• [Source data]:
--
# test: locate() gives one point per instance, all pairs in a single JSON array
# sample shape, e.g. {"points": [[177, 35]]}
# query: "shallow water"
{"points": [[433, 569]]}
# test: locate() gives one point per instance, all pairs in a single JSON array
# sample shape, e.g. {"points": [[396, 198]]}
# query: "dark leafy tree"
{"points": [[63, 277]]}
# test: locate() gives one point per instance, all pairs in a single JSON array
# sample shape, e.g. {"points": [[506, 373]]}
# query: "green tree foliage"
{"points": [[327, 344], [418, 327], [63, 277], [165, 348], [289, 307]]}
--
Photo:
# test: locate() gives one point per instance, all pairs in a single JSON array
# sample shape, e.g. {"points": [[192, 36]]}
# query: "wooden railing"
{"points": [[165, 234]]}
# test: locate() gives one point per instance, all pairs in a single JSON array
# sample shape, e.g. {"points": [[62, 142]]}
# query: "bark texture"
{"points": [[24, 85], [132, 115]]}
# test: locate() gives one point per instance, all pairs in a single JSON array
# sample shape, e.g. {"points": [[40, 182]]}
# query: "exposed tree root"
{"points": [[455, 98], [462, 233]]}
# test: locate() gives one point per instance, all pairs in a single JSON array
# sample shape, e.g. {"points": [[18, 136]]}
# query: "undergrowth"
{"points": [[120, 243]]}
--
• [Task to complete]: Gather every line in the data above that contains the word "tree" and treat uppercase and lowercase letters as different.

• [Final result]:
# query: "dark leafy tree"
# query: "green tree foliage"
# query: "exposed tree root"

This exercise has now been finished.